--- Begin Records provided ---

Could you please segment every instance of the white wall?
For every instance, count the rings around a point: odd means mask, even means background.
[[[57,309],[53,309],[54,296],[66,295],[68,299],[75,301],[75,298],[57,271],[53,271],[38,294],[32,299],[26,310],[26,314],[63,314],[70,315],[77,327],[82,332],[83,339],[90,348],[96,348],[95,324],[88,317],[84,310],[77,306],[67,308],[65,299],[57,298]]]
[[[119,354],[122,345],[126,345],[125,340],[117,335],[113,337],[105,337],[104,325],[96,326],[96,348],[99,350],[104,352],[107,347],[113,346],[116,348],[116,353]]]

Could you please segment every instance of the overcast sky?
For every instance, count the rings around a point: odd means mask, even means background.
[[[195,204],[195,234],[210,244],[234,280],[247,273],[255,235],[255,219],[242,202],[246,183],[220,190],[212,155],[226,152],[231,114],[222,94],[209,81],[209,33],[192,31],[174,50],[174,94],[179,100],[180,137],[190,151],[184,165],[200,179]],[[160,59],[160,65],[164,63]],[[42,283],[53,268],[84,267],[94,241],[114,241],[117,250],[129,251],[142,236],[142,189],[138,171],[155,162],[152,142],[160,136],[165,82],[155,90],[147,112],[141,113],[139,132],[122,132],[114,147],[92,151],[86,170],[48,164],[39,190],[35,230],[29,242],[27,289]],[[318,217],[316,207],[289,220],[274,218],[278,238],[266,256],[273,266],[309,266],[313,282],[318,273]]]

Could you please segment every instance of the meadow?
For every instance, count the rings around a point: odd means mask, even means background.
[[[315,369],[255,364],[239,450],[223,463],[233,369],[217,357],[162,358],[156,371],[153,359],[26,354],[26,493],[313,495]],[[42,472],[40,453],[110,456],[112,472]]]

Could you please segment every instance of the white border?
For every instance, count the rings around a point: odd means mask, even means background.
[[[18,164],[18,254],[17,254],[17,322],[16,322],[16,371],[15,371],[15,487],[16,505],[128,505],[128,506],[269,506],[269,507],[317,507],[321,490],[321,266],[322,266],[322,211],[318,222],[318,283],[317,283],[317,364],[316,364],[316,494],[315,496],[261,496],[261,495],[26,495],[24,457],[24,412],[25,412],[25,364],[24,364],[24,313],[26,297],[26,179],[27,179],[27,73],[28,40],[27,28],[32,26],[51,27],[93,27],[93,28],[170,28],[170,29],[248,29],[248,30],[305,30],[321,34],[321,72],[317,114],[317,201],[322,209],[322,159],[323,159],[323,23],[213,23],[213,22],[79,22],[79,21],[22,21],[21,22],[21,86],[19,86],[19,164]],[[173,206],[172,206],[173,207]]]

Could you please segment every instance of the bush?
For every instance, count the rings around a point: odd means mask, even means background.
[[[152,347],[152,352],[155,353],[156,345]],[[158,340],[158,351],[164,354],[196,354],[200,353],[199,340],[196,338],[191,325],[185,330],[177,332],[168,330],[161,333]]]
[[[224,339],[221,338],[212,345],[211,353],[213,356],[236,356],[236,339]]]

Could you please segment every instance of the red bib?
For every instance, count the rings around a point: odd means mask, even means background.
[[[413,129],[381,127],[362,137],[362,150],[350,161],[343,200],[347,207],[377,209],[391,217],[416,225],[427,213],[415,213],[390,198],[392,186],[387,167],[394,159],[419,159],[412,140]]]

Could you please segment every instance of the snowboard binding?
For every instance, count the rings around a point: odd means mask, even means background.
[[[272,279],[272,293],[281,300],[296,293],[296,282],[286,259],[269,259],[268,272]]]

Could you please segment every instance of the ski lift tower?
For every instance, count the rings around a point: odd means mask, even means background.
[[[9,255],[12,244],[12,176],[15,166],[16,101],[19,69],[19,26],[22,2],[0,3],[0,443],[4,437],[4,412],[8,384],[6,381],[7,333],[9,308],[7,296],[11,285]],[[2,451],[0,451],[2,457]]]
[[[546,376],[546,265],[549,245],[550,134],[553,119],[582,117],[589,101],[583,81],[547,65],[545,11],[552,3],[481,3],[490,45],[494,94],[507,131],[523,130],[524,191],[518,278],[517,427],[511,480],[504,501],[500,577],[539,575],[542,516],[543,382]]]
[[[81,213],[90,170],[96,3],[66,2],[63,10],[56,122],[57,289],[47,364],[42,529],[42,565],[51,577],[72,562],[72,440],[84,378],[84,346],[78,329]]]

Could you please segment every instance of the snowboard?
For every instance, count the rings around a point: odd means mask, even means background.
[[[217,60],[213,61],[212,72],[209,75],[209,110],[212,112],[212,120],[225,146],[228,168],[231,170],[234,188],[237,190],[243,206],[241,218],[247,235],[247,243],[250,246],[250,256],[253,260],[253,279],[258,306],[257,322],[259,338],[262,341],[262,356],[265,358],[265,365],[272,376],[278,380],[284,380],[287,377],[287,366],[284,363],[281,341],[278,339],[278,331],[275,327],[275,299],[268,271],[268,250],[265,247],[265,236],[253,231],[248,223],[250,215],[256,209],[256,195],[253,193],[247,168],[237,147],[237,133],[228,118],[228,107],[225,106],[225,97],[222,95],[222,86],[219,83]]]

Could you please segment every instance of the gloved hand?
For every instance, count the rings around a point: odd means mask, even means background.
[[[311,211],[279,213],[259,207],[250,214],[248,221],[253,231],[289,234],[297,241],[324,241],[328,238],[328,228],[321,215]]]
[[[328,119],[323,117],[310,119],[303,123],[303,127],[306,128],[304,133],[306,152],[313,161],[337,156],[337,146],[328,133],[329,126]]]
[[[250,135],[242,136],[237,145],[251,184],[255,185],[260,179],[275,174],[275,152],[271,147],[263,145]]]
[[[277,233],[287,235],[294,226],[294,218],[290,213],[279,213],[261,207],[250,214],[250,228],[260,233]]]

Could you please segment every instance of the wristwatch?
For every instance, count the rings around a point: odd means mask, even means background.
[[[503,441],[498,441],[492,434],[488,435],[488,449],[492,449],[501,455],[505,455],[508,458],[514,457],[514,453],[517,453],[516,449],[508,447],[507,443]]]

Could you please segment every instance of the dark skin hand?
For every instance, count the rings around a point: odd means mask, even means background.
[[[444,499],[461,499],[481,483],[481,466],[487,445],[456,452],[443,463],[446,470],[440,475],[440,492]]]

--- End Records provided ---

> Exercise directions
Retype the records above exactly.

> Reply to the task
Could you please segment every instance of the white wall?
For every instance, count the rings around a point: odd means mask, even means background.
[[[57,309],[53,309],[54,296],[66,295],[68,299],[75,301],[75,298],[57,271],[53,271],[38,294],[32,299],[26,310],[26,314],[63,314],[70,315],[77,327],[82,332],[83,339],[90,348],[96,348],[95,324],[88,317],[84,310],[77,306],[67,308],[65,299],[57,298]]]
[[[119,354],[122,345],[126,345],[125,340],[117,335],[113,337],[105,337],[104,325],[96,326],[96,348],[99,350],[104,352],[107,347],[113,346],[116,348],[116,353]]]

Could you please segment every instance of the overcast sky?
For every instance, count the rings around a point: odd means mask, even means background.
[[[195,204],[195,234],[210,244],[234,280],[247,273],[255,235],[255,219],[242,202],[246,183],[220,190],[212,155],[226,152],[231,114],[222,94],[209,81],[209,33],[192,31],[174,50],[174,94],[179,100],[180,137],[190,151],[184,165],[200,179]],[[160,59],[160,65],[164,63]],[[42,283],[53,268],[84,267],[94,241],[114,241],[117,250],[129,251],[142,236],[142,189],[138,171],[155,162],[152,142],[160,136],[165,82],[155,90],[147,112],[141,113],[139,132],[122,132],[114,147],[92,151],[86,170],[48,164],[39,190],[35,230],[29,242],[27,289]],[[318,217],[316,207],[289,220],[274,218],[278,238],[266,256],[273,266],[309,266],[313,282],[318,273]]]

Could you please segment every instance of the meadow?
For every instance, count the rings around a point: odd means mask, even means background.
[[[315,369],[255,364],[239,450],[223,463],[233,369],[217,357],[162,358],[156,371],[153,359],[26,354],[26,493],[313,495]],[[42,472],[40,453],[110,456],[112,472]]]

Could you please segment every instance of the white border?
For every instance, count the rings around a point: odd means mask, even means background.
[[[18,164],[18,254],[17,254],[17,322],[16,322],[16,371],[15,371],[15,487],[16,505],[128,505],[128,506],[269,506],[269,507],[317,507],[321,490],[321,266],[322,266],[322,211],[318,222],[318,283],[317,283],[317,364],[316,364],[316,494],[315,496],[261,496],[261,495],[26,495],[24,457],[24,412],[25,412],[25,364],[24,364],[24,313],[26,297],[26,179],[27,179],[27,73],[28,40],[27,28],[32,26],[51,27],[93,27],[93,28],[170,28],[170,29],[248,29],[248,30],[305,30],[321,34],[321,72],[317,114],[317,201],[322,209],[322,159],[323,159],[323,23],[213,23],[213,22],[79,22],[79,21],[22,21],[21,22],[21,86],[19,86],[19,164]],[[173,206],[172,206],[173,207]]]

Could you please segment every instance of the bush?
For every instance, count the rings around a point: odd means mask, even means background.
[[[152,347],[152,352],[155,353],[156,345]],[[158,340],[158,351],[164,354],[196,354],[200,353],[199,340],[196,338],[191,325],[185,330],[177,332],[168,330],[161,333]]]
[[[224,339],[221,338],[212,345],[211,353],[213,356],[236,356],[236,339]]]

Could you please segment every instance of the red bib?
For every instance, count the rings around a point: odd means mask, even means background.
[[[413,129],[381,127],[362,137],[362,150],[350,161],[343,200],[347,207],[377,209],[391,217],[416,225],[427,213],[415,213],[390,198],[392,186],[387,167],[394,159],[419,159],[412,140]]]

Could you please segment every instance of the snowboard binding?
For every instance, count the rings around a point: odd means mask, even means background.
[[[272,279],[272,293],[281,300],[296,293],[296,282],[286,259],[269,259],[268,272]]]

Could you please segment every instance of the ski lift tower?
For every instance, count the rings around a point: odd means mask, even means background.
[[[9,255],[12,244],[12,176],[15,166],[16,101],[19,69],[19,26],[22,2],[0,3],[0,443],[4,437],[4,412],[8,384],[6,381],[7,333],[9,308],[7,296],[11,285]],[[2,451],[0,451],[2,457]]]
[[[546,376],[546,265],[549,245],[550,134],[553,119],[582,117],[589,101],[583,81],[547,65],[545,11],[552,3],[481,3],[490,45],[494,94],[507,131],[523,130],[524,191],[518,278],[517,427],[511,480],[504,501],[500,577],[539,575],[542,516],[543,382]]]
[[[81,213],[90,170],[96,3],[66,2],[63,10],[56,122],[57,289],[47,364],[42,529],[42,565],[51,577],[72,562],[72,440],[84,378],[84,346],[78,329]]]

Could you please segment every instance of the snowboard?
For every instance, count the rings around a point: odd means mask, even means background.
[[[217,60],[213,61],[212,72],[209,75],[209,110],[212,112],[212,120],[225,146],[228,168],[231,170],[234,188],[237,190],[243,206],[241,218],[247,235],[247,243],[250,246],[250,256],[253,260],[253,279],[258,306],[257,322],[259,338],[262,341],[262,356],[265,358],[265,365],[272,376],[278,380],[284,380],[287,377],[287,366],[284,363],[281,341],[278,339],[278,331],[275,327],[275,299],[268,271],[268,250],[265,247],[265,236],[253,231],[248,223],[250,215],[256,209],[256,195],[253,193],[247,168],[237,147],[237,133],[228,118],[228,107],[225,106],[225,97],[222,95],[222,86],[219,83]]]

Could you please segment every instance of the gloved hand?
For every instance, count the rings around a point: odd means mask, even means background.
[[[311,211],[279,213],[259,207],[250,214],[248,221],[253,231],[289,234],[297,241],[324,241],[328,238],[328,228],[321,215]]]
[[[328,119],[323,117],[310,119],[303,123],[303,127],[306,128],[304,133],[306,152],[313,161],[337,156],[337,146],[328,133],[329,126]]]
[[[250,135],[242,136],[237,145],[251,184],[255,185],[260,179],[275,174],[275,152],[271,147],[263,145]]]
[[[277,233],[287,235],[294,226],[294,218],[290,213],[279,213],[261,207],[250,214],[250,228],[260,233]]]

Could you please segment every instance of the wristwatch?
For every instance, count the rings around a point: odd means mask, even means background.
[[[503,441],[498,441],[492,434],[488,435],[488,449],[492,449],[501,455],[505,455],[508,458],[514,457],[514,453],[517,453],[516,449],[508,447],[507,443]]]

Could you please segment every instance of the dark skin hand?
For every instance, count the rings around a point: odd means mask, even means background.
[[[444,499],[461,499],[481,483],[481,466],[487,445],[456,452],[443,463],[446,470],[440,475],[440,492]]]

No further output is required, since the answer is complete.